## REQUIRED TASKS
1: In the Porsche article, reproduce the passage from "Tariffs, softened EV" up to and including "the electrification path.", swapping "free" for "open".
2: Answer these questions from the Porsche article.
(a) Roughly how many cars did Porsche deliver in China in 2022?
(b) What was Porsche's operating profit last year?
(c) To what number will Porsche reduce its dealers in China?

## PASSAGE TO READ

Tariffs, softened EV sales targets and threat from Chinese brands have forced a total rethink for Porsche
Present-day Porsche was built for a world that no longer exists, a world in which trade was largely free, regulations were converging towards electric and its Germany-centred technological superiority allowed it to charge higher prices than its peers.
Now all these conditions have been challenged or changed. Tariffs imposed by US president Donald Trump cost Porsche €700 million last year, while his determination to reset all environmental regulations means the country is no longer on the electrification path.
Meanwhile, rapid technological advances made by Chinese brands forged in the white heat of competition have eroded Porsche’s pricing power in China. Back in 2022, this was Porsche’s biggest market with almost 100,000 cars delivered. Last year that number had halved to 41,938.
All this upheaval has had a catastrophic effect on Porsche’s operating profit, down from €7.3 billion in 2023 to €413 million last year.
Profit margin stood at just 1.1%, down from 18%, after Porsche was forced to write off €3.1bn to reverse advanced electrification plans, including kicking a high-tech EV platform (dubbed SSP 61) into the long grass.
Reinventing Porsche for this new era is former McLaren boss Michael Leiters, who replaced Volkswagen Group head Oliver Blume on 1 January.
He will get to lay out a fully formed plan in the autumn, which he hopes will rebuild Porsche into a company that can ride out the global shocks and get back to margins of around 15%.
However, time isn’t on the side of CEOs of listed companies that have lost their profitable mojo, and on 11 March Leiters had to persuade financial analysts that he at least had a grasp on the situation.
After laying out his bona fides (CEO of McLaren, CTO of Ferrari for eight years, 13 years at Porsche), he was blunt about the size of the job. “Our clear priority is to fundamentally realign Porsche,” he said.
Almost immediately it was obvious how tough this would be. Leiters clearly doesn’t want to shrink Porsche’s sales further from the 265,663 recorded last year, down almost 50,000 from the year before. But he also stressed ‘value over volume’, ie keeping prices high. “That doesn’t mean I don’t care about volume, so please understand both are important, but value is more important than volume,” he said, carefully threading the needle.
In China, however, that strategy will inevitably result in volumes falling further as Porsche defends its pricing. The company expects to take a €200m hit in 2026 because of this. “China is a market we continue to believe in, especially in the higher segments and for internal combustion engines,” Leiters said. However there’s no push to beat competitors, especially on EVs. “We are not willing to play that game on the discount side,” Leiters said. Porsche will cut its number of dealers in China from 100 to 80.

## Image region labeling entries
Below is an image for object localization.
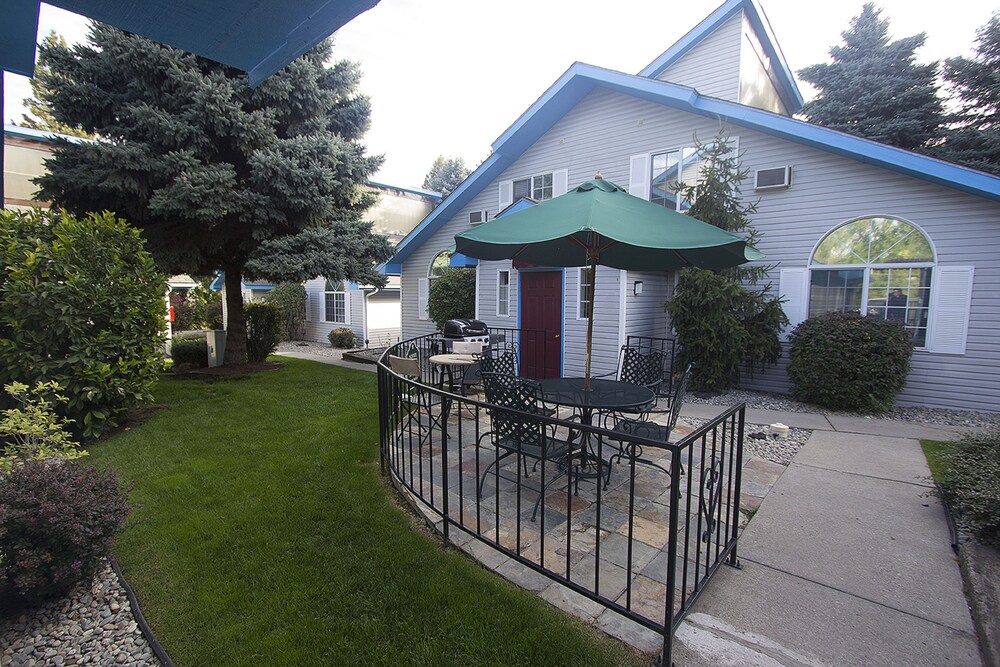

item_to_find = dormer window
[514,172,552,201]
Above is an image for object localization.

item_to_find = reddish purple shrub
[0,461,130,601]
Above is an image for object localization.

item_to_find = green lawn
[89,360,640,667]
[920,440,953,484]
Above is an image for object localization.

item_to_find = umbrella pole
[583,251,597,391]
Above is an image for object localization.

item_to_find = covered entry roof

## RESULTS OF THE EXERCISE
1:
Tariffs, softened EV sales targets and threat from Chinese brands have forced a total rethink for Porsche
Present-day Porsche was built for a world that no longer exists, a world in which trade was largely open, regulations were converging towards electric and its Germany-centred technological superiority allowed it to charge higher prices than its peers.
Now all these conditions have been challenged or changed. Tariffs imposed by US president Donald Trump cost Porsche €700 million last year, while his determination to reset all environmental regulations means the country is no longer on the electrification path.

2:
(a) Almost 100,000
(b) €413 million
(c) 80, down from 100